§ What the exercise asks:
Update the part of the material that opens with the line containing "stone post, find" and runs through to the end of the material, replacing "window" with "doorway" and keeping everything else the same. Return only that part, and leave the pictures out.

§ Excerpted records:
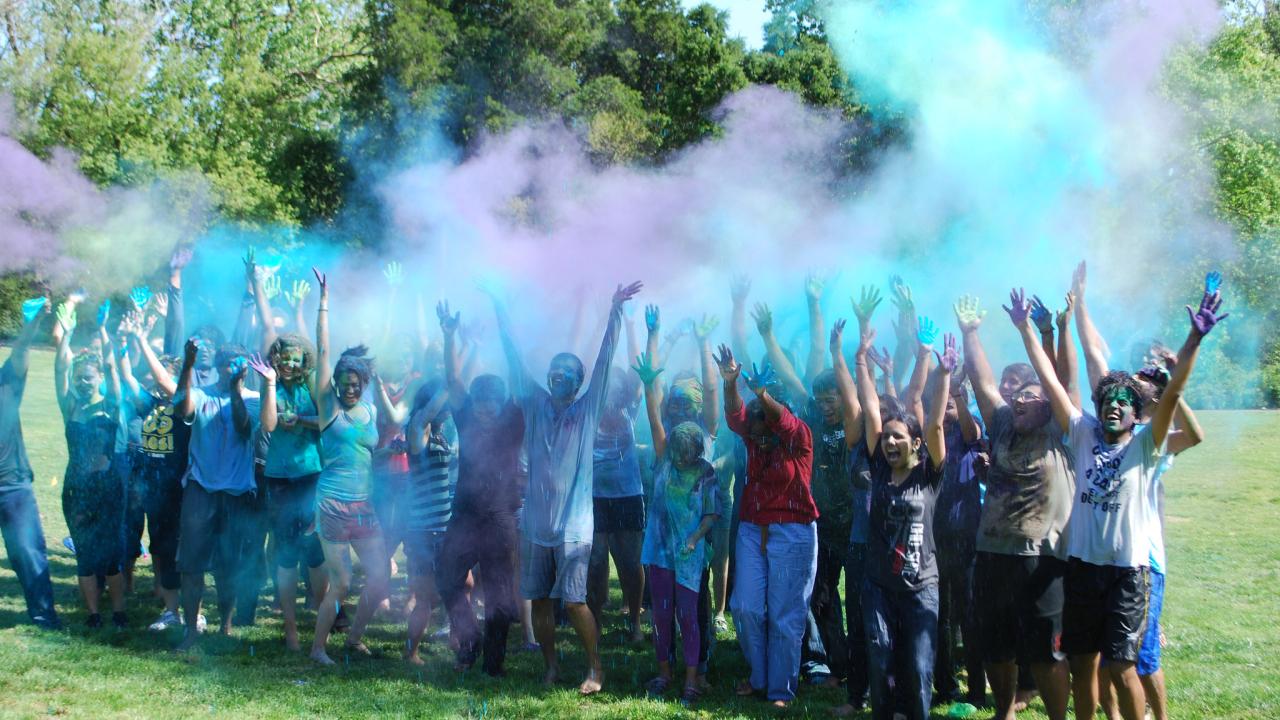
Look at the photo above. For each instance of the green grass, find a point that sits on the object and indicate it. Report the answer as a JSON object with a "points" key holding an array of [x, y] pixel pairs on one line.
{"points": [[1223, 659]]}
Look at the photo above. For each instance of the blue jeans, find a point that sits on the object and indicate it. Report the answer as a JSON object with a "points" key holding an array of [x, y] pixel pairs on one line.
{"points": [[901, 625], [772, 586], [24, 543]]}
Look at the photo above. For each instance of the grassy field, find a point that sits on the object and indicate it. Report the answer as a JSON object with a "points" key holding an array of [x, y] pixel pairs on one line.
{"points": [[1221, 616]]}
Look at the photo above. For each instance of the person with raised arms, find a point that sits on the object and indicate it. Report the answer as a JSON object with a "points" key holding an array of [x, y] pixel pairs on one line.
{"points": [[19, 518], [1116, 461], [558, 518]]}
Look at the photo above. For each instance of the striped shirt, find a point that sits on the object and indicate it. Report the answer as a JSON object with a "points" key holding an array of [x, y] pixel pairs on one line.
{"points": [[433, 478]]}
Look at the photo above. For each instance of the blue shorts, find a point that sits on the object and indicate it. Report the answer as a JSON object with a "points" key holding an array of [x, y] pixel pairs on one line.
{"points": [[1148, 654]]}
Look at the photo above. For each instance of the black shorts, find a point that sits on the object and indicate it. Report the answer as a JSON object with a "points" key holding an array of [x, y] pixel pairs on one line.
{"points": [[1106, 610], [620, 514], [1019, 601]]}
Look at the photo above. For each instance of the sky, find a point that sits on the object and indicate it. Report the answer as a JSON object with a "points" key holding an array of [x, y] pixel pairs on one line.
{"points": [[746, 18]]}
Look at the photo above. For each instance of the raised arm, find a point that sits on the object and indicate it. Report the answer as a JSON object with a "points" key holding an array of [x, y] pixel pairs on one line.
{"points": [[933, 436], [1019, 311], [711, 404], [186, 406], [773, 352], [739, 288], [598, 391], [63, 358], [1091, 341], [452, 363], [1068, 365], [986, 393], [254, 278], [1202, 320], [268, 411], [850, 410], [653, 405], [813, 287], [324, 368]]}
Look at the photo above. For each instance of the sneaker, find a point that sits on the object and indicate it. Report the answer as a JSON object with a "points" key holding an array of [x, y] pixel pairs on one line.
{"points": [[167, 619]]}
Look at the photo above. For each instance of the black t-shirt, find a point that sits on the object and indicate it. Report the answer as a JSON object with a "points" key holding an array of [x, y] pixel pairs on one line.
{"points": [[900, 550], [14, 465], [489, 474]]}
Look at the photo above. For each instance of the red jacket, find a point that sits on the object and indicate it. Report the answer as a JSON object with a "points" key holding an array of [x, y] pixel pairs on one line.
{"points": [[777, 481]]}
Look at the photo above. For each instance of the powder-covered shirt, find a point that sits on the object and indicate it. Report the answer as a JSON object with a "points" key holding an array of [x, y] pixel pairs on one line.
{"points": [[14, 464], [293, 452], [777, 479], [558, 443], [680, 502], [1114, 509], [219, 456], [900, 548], [1029, 487]]}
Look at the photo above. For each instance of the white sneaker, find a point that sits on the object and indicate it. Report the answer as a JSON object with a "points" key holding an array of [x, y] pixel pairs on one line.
{"points": [[167, 620]]}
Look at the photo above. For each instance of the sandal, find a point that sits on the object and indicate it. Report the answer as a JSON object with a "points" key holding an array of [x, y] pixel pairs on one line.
{"points": [[657, 687]]}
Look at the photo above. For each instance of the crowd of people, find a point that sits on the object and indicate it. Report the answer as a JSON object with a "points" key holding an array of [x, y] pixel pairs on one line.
{"points": [[987, 523]]}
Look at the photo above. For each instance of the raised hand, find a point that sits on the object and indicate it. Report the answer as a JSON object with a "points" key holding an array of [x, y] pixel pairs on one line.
{"points": [[179, 256], [927, 332], [901, 296], [1206, 317], [32, 308], [813, 286], [1064, 317], [321, 279], [865, 304], [760, 378], [272, 286], [1041, 315], [297, 294], [703, 329], [969, 314], [393, 273], [730, 369], [1212, 282], [1018, 308], [624, 294], [644, 368], [1079, 279], [140, 296], [263, 368], [449, 322], [837, 337], [950, 358], [763, 318]]}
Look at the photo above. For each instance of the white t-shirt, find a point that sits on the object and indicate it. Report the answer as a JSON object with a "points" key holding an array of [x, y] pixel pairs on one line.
{"points": [[1114, 510]]}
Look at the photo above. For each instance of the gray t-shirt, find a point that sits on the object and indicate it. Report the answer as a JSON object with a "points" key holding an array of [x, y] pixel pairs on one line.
{"points": [[558, 505], [1029, 488], [14, 465]]}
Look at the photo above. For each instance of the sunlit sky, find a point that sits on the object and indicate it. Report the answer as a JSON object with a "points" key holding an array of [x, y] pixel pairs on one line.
{"points": [[745, 18]]}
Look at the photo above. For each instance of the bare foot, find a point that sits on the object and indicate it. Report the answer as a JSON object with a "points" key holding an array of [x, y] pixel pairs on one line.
{"points": [[593, 683]]}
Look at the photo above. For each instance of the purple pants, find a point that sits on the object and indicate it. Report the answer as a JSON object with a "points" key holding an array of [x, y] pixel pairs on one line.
{"points": [[670, 597]]}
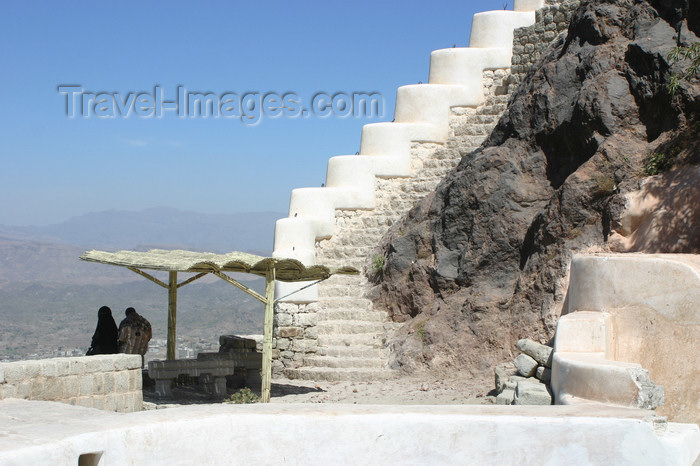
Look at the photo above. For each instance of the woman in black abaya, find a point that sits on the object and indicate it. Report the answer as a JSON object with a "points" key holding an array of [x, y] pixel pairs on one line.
{"points": [[105, 339]]}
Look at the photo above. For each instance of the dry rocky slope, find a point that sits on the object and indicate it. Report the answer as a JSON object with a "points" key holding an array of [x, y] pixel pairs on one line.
{"points": [[482, 261]]}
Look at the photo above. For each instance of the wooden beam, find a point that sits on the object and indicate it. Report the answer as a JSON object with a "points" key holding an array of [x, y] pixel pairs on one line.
{"points": [[172, 316], [267, 334], [191, 279], [150, 277], [241, 286]]}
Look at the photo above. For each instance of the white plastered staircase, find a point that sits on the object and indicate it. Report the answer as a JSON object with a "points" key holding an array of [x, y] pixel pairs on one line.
{"points": [[349, 332]]}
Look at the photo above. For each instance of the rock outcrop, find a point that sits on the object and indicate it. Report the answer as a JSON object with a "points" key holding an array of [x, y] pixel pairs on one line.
{"points": [[482, 262]]}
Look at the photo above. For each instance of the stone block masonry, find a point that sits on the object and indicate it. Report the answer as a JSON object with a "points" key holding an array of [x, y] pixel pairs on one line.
{"points": [[341, 336], [332, 332], [109, 382], [529, 42]]}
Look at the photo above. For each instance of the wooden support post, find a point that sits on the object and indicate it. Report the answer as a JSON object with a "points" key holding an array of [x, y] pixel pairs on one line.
{"points": [[172, 316], [267, 335]]}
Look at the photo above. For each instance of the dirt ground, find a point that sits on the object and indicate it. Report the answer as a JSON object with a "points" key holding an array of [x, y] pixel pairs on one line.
{"points": [[415, 389]]}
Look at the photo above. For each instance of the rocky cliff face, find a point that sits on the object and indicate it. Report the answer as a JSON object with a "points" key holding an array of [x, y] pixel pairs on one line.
{"points": [[483, 261]]}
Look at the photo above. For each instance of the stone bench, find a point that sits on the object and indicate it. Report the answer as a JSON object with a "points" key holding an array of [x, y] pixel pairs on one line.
{"points": [[211, 368]]}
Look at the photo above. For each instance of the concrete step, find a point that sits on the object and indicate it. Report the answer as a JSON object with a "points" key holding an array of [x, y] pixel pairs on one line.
{"points": [[351, 314], [345, 302], [346, 363], [337, 375], [335, 327], [355, 351], [340, 340]]}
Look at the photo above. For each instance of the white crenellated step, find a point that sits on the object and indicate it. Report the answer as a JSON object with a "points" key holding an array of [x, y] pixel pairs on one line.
{"points": [[421, 115], [398, 163]]}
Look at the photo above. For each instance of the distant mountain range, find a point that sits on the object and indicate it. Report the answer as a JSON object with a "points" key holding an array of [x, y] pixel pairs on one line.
{"points": [[158, 227], [50, 254], [49, 297]]}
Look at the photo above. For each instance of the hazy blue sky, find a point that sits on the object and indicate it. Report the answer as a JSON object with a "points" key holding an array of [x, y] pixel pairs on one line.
{"points": [[53, 167]]}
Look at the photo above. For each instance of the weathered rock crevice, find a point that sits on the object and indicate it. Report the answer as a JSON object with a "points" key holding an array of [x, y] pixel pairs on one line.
{"points": [[483, 260]]}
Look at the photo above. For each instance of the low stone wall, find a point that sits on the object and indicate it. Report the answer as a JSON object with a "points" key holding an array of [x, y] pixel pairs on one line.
{"points": [[110, 382]]}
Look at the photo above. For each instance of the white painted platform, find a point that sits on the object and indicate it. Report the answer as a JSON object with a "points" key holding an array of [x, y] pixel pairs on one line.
{"points": [[37, 432]]}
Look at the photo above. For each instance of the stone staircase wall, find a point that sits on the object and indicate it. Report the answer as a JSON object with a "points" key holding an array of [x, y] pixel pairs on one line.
{"points": [[330, 331]]}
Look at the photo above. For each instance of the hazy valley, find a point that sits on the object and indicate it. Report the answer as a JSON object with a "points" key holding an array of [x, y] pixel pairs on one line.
{"points": [[49, 298]]}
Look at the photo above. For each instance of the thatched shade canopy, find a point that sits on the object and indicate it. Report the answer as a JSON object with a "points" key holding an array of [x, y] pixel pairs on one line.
{"points": [[286, 270], [203, 263]]}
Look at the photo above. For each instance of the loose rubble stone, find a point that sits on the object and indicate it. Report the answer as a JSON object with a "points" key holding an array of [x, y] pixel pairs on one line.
{"points": [[505, 397], [544, 374], [530, 393], [539, 352], [526, 365], [502, 372]]}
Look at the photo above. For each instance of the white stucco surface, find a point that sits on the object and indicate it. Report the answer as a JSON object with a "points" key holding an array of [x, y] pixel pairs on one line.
{"points": [[631, 321], [421, 115], [50, 433]]}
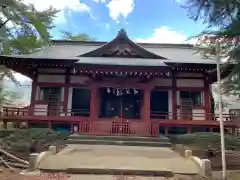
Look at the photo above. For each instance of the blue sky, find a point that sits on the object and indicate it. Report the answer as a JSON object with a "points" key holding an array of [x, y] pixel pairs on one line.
{"points": [[157, 21]]}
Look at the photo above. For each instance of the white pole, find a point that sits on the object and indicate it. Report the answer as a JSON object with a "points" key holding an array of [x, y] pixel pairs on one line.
{"points": [[218, 59]]}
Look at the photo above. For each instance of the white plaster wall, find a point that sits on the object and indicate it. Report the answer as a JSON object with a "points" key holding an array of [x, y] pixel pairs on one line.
{"points": [[190, 83], [232, 100], [199, 114], [40, 109], [38, 93], [70, 98], [170, 104], [185, 74], [79, 79], [51, 78], [51, 70], [162, 82]]}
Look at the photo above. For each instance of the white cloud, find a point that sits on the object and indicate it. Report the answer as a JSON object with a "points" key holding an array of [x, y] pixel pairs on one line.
{"points": [[120, 7], [21, 77], [107, 26], [165, 35], [101, 1], [62, 5]]}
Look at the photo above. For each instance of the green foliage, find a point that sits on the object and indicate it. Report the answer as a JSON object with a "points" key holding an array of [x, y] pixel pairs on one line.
{"points": [[224, 17], [22, 139], [208, 141], [23, 30]]}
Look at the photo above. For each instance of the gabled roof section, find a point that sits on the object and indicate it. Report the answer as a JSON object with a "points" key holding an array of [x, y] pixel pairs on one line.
{"points": [[122, 47]]}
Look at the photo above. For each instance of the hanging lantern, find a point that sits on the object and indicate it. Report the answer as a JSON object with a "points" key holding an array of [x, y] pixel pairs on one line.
{"points": [[118, 92], [135, 91]]}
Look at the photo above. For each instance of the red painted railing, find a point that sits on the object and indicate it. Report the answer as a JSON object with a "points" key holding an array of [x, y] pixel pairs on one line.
{"points": [[19, 112], [113, 126]]}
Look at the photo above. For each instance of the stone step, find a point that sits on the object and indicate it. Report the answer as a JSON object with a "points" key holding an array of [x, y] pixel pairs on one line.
{"points": [[118, 142], [120, 138]]}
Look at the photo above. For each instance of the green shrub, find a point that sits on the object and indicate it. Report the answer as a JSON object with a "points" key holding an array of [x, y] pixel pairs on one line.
{"points": [[208, 140], [22, 139]]}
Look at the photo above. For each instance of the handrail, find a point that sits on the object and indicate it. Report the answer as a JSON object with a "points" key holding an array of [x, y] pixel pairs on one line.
{"points": [[9, 111]]}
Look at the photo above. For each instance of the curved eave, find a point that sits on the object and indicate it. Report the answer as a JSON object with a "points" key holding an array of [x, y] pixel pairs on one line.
{"points": [[121, 38], [26, 59], [225, 72], [202, 66]]}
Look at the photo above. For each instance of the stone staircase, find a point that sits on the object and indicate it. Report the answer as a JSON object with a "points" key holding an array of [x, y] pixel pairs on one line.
{"points": [[119, 140]]}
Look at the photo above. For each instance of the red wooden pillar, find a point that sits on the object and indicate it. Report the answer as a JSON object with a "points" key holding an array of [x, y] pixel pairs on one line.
{"points": [[189, 130], [66, 91], [93, 105], [174, 97], [207, 100], [33, 93], [146, 105]]}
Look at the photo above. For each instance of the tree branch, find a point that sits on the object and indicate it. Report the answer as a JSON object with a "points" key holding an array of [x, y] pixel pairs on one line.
{"points": [[4, 23]]}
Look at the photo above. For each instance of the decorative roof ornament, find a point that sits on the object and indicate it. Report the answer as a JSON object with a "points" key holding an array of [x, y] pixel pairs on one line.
{"points": [[122, 46], [122, 33]]}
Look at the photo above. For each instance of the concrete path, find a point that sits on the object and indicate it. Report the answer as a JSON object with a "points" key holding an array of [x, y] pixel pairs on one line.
{"points": [[118, 157], [110, 177]]}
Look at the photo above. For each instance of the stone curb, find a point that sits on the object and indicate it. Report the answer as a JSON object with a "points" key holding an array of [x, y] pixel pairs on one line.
{"points": [[36, 159], [203, 164], [103, 171]]}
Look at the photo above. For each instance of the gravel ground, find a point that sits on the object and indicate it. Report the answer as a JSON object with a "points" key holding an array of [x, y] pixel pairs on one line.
{"points": [[6, 174]]}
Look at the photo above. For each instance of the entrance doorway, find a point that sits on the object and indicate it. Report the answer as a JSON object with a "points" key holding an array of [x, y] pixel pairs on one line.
{"points": [[120, 103], [81, 102], [159, 104]]}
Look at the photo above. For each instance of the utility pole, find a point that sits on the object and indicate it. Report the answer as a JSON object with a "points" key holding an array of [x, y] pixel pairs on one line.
{"points": [[218, 61]]}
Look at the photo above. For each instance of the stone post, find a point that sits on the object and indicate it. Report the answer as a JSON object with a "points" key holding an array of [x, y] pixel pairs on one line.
{"points": [[188, 153], [33, 162], [52, 149], [206, 168]]}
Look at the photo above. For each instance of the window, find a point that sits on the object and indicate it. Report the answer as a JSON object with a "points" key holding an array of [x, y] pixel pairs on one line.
{"points": [[195, 97], [45, 93]]}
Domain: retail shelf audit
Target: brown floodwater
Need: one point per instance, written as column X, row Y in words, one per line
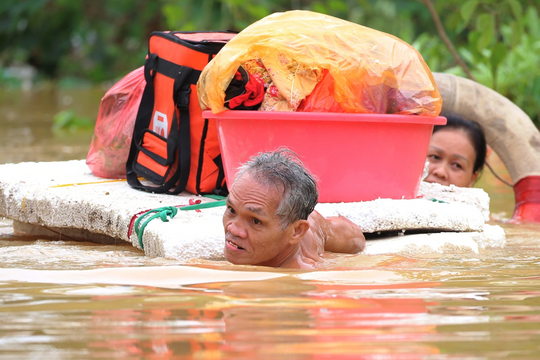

§ Full output:
Look at the photo above. For each instance of the stone post, find a point that sits on the object and indicate it. Report the answer as a JSON object with a "points" key holding an array of [x, y] pixel pairs on one line.
{"points": [[188, 153], [33, 162], [52, 149], [206, 168]]}
Look at the photo above. For each instance of the doorway, find a point that sits on the object and indicate it. Report the answer as a JSON object with a "points" key holding an array of [x, y] pixel pairs on one line.
{"points": [[195, 97], [45, 93]]}
Domain: retail shelf audit
Target: brown floodwater
Need: one point per instance, written as column X, row Y in words, one per line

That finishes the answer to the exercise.